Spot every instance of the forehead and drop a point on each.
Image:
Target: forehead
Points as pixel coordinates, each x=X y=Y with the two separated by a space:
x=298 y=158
___
[Problem details] Put each line of the records above into a JSON list of strings, one string per line, and leave out any blank lines.

[Result]
[
  "Spot every instance of the forehead and drop a point on each.",
  "Image:",
  "Target: forehead",
  "Points as pixel coordinates, each x=X y=Y with the two separated by a space:",
  "x=298 y=158"
]